• [AIM]: Turn the entry lines from the one containing "point: torn metal" through the one containing "column 1026, row 536" into a JSON list of strings. Use one string per line and leave out blank lines.

========================================

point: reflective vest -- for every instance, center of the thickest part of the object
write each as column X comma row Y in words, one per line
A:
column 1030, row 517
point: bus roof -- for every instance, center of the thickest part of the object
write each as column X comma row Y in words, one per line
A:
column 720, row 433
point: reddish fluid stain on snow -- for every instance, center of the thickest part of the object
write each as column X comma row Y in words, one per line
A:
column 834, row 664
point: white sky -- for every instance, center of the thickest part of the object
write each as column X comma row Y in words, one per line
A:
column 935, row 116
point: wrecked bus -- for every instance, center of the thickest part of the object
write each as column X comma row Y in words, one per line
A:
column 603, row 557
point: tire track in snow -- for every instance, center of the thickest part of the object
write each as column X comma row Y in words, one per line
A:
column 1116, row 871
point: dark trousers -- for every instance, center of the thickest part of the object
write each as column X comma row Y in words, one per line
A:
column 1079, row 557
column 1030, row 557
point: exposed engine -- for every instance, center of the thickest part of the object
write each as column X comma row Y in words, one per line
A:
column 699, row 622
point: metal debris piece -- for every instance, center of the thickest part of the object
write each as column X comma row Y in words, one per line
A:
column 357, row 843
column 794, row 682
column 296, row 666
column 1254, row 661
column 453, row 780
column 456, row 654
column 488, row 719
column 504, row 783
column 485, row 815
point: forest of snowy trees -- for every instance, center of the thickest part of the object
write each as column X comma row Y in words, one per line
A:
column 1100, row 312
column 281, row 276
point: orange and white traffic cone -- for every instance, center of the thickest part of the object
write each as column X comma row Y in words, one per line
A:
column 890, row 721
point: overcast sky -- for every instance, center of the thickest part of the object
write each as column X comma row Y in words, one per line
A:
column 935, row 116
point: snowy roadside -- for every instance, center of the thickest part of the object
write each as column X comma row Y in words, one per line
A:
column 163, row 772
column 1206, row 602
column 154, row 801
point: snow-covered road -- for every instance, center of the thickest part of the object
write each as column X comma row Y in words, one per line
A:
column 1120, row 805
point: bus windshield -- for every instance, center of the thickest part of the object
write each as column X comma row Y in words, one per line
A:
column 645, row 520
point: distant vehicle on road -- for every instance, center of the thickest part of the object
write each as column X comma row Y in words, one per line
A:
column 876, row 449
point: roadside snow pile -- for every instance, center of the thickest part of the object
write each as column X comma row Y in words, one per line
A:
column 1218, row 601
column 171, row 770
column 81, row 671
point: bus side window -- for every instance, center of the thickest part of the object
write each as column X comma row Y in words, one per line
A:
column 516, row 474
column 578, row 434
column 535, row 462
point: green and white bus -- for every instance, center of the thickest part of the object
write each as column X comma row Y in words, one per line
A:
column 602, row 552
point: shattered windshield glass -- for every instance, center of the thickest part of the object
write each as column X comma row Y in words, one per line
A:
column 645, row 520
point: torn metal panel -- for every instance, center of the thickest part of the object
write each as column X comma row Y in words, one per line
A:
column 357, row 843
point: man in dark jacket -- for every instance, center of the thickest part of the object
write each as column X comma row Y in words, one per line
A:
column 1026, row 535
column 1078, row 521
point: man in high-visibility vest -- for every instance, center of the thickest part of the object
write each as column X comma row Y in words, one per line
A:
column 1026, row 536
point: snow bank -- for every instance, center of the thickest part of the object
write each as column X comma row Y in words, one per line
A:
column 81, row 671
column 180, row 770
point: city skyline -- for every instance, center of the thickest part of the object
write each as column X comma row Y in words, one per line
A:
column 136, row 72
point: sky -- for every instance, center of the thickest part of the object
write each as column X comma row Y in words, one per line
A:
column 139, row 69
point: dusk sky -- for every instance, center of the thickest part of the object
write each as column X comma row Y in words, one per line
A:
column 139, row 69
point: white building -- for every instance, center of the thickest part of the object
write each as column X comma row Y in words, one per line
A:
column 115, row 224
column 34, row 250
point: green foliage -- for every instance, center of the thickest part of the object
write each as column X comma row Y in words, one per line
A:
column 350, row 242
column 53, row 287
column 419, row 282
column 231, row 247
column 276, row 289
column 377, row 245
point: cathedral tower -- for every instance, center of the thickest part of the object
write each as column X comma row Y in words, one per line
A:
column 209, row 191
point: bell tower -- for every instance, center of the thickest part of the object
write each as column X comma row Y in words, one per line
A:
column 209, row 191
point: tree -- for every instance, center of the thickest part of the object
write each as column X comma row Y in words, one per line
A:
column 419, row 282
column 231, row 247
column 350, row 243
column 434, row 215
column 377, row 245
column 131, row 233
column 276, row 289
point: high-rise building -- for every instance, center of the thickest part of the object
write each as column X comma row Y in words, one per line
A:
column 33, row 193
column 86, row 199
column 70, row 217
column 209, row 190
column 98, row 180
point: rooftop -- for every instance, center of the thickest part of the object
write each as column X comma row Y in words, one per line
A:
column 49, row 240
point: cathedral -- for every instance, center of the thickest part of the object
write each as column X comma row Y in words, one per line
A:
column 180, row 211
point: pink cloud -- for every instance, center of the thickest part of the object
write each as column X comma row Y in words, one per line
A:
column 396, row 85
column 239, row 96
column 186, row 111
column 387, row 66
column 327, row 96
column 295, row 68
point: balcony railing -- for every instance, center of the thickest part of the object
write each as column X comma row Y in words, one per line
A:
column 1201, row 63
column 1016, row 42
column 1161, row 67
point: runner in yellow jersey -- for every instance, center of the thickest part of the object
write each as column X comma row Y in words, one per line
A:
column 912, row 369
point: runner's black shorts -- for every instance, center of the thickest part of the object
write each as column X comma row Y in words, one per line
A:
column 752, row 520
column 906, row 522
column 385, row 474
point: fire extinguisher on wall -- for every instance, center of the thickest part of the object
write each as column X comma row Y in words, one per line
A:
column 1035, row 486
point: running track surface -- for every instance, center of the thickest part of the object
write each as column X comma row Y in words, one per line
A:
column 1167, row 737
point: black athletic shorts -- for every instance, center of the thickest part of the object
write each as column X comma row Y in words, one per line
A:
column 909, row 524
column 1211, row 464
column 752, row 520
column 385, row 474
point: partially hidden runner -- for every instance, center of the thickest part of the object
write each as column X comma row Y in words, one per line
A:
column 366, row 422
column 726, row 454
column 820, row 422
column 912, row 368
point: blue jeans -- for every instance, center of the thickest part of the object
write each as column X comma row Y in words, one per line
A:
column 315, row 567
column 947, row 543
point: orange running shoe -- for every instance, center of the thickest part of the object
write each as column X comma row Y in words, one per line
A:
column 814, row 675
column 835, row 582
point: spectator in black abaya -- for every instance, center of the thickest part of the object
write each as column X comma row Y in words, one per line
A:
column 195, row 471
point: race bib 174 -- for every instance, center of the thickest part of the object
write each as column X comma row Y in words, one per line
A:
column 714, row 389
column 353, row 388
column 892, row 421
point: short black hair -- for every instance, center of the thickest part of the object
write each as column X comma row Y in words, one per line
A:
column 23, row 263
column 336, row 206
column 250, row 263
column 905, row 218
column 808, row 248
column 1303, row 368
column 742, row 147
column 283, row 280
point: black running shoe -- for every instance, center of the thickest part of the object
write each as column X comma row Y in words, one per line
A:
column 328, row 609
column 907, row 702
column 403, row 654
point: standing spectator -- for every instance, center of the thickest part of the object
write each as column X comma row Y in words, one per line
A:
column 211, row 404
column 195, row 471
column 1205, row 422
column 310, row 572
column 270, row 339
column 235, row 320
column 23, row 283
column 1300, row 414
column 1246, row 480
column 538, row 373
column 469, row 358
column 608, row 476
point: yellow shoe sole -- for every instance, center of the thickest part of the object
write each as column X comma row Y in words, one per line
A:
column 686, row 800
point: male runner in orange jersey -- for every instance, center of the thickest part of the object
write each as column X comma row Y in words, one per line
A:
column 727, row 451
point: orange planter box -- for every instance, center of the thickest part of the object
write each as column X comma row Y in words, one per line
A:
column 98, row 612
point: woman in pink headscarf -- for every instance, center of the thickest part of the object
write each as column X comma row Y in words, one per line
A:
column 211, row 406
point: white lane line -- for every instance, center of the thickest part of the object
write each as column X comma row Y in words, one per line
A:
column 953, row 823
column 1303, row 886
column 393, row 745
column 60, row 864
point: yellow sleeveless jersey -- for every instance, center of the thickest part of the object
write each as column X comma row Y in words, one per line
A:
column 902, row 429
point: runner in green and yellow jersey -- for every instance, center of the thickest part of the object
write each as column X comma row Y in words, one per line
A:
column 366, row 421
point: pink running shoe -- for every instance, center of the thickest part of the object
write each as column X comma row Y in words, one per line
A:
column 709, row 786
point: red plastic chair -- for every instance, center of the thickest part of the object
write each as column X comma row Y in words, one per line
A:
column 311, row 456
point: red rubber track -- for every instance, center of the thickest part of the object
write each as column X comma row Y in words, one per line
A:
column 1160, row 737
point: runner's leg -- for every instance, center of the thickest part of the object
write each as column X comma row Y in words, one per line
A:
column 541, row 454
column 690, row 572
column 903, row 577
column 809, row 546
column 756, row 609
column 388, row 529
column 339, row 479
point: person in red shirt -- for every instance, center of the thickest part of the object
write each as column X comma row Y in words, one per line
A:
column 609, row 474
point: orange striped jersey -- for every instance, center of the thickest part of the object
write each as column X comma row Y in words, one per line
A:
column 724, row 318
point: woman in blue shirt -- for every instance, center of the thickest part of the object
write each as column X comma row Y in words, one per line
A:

========================================

• [WORKED ANSWER]:
[
  "point: torn metal panel -- for every instance, center of the thickest part of the object",
  "write each as column X comma row Y in words, one per line",
  "A:",
  "column 357, row 843",
  "point: man in dark jacket -- for every instance, center of the thickest part of the object",
  "write each as column X comma row Y in words, one per line",
  "A:",
  "column 1026, row 535",
  "column 1078, row 521",
  "point: man in high-visibility vest -- for every instance, center of the thickest part of the object",
  "write each as column X comma row Y in words, one per line",
  "A:",
  "column 1026, row 536"
]